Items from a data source
┄┄┄┄┄┄┄┄┄┄┄┄┄┄┄┄┄┄┄┄

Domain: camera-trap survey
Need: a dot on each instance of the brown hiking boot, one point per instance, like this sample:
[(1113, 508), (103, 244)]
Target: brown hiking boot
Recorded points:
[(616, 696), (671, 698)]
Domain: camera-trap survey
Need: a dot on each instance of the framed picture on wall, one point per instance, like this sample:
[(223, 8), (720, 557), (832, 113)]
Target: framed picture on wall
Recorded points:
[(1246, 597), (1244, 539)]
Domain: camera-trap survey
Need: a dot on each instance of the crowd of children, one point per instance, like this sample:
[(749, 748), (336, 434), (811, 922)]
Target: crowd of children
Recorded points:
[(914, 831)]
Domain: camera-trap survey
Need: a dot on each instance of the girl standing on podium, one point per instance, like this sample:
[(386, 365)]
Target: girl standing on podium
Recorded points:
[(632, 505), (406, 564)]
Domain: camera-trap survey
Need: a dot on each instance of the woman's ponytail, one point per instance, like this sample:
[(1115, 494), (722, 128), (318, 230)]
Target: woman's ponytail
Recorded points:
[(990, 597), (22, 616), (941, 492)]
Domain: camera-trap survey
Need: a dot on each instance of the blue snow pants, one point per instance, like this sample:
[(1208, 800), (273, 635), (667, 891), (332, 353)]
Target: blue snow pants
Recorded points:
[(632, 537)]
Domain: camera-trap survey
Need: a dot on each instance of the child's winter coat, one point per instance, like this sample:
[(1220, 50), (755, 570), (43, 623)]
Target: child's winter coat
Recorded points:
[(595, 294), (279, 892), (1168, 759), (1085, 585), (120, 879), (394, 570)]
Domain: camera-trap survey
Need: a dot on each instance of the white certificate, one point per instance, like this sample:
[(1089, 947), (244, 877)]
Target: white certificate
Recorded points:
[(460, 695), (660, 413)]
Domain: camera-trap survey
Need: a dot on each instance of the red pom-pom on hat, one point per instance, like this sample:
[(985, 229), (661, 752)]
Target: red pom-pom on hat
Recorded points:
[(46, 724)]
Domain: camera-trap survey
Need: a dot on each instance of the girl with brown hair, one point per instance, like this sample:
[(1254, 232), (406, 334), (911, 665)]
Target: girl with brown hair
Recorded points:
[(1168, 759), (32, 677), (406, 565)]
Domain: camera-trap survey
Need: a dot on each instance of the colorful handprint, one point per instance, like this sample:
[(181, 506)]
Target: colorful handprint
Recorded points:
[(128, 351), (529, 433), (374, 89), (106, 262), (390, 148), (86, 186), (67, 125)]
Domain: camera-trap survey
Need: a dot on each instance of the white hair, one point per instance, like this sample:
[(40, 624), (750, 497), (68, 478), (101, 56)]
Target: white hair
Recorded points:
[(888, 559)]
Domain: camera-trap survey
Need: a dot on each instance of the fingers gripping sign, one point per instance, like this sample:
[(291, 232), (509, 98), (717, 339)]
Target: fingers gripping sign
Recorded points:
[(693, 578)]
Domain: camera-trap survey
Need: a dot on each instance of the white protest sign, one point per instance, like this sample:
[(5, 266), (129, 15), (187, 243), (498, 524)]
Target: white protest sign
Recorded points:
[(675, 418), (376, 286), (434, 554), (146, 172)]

┄┄┄┄┄┄┄┄┄┄┄┄┄┄┄┄┄┄┄┄

**TO BE DONE**
Copy out every one of the rows above word for word, leaving nothing out.

**THE RESPONSE**
Domain: camera-trap survey
Need: a dot on each instance of the brown hiking boot, one point per instance, like this sample:
[(1113, 508), (103, 244)]
Target: brown hiking boot
Recorded points:
[(616, 696), (671, 698)]
Domain: camera-trap survey
Need: a dot on each instance of the framed picture on wall, one point per instance, like this sample:
[(223, 8), (720, 557), (832, 113)]
Target: framed picture on wall
Recorded points:
[(1246, 597), (1244, 539)]
Domain: camera-trap survey
Need: a dot on each instance of the crowd of children, one point per instance, like this sample:
[(749, 748), (336, 434), (811, 922)]
Target: crowd of children
Recorded points:
[(914, 831)]
Domain: camera-trap survey
Need: a dot on each instance of the girl standing on podium, one point per instance, like this sample:
[(386, 365)]
Target: girl standing on podium
Recorded points:
[(632, 505), (406, 564)]
Domain: camera-trap survey
Need: a dot on each instance of the woman's ponytail, one point per instance, like this sample:
[(1115, 494), (722, 128), (318, 230)]
Target: woman's ponytail
Recorded points:
[(990, 597), (22, 616), (941, 492)]
Domain: camera-trap survey
Need: a dot on each instance of the blue snow pants, one point per instance, like this sample:
[(1208, 800), (273, 635), (667, 891), (332, 353)]
Target: blue snow pants
Recorded points:
[(632, 537)]
Domain: camera-trap survey
Need: a dot on each instance of the child's winter coat, one point per instance, like this sample:
[(1220, 50), (755, 570), (43, 623)]
Target: child's winter coat
Recorded points:
[(595, 294), (279, 892), (1168, 759), (1085, 585), (120, 879), (394, 570)]
Domain: camera-trap survey
Need: a dot on each instance of the white certificate, one point per instance, like this sample:
[(1089, 947), (244, 877)]
Target: white certificate
Recorded points:
[(460, 695), (660, 413)]
Domain: camera-trap survey
Need: a dot on each instance of the red pom-pom on hat, one point per instance, like this sample:
[(985, 229), (661, 752)]
Target: red pom-pom on hat
Recorded points:
[(46, 724)]
Domain: camera-trap survey
Need: a dot on each instance of the girl with brown hair, one point per instance, like this sample:
[(1254, 232), (406, 334), (911, 665)]
Target: girl with brown hair
Recorded points:
[(1168, 759), (32, 677), (406, 565)]
Domain: camera-trap survey
Need: a dot on each instance of the colorful handprint, one point per instance, like this sample:
[(181, 506)]
Target: colorful handprint
Recorded points:
[(128, 351), (529, 433), (374, 89), (106, 262), (390, 148), (86, 186), (67, 125)]
Domain: camera-trap survey
Need: a dot on each instance of the white hair, one point per instance, like this sample:
[(40, 624), (750, 497), (68, 478), (101, 56)]
Target: white hair
Recorded points:
[(888, 559)]
Domain: camera-trap survey
Need: a dot on each instance of the fingers gripping sign, one point per instance, like this sample:
[(291, 232), (509, 98), (717, 339)]
Target: fingers gripping sign
Recorded points:
[(693, 578)]
Domain: camera-trap survey
Need: a dot on each instance of the white protest sign, one point per instance, like this sample:
[(5, 266), (129, 15), (187, 243), (498, 524)]
Target: white protest sign
Recorded points:
[(675, 418), (376, 286), (434, 554), (146, 172)]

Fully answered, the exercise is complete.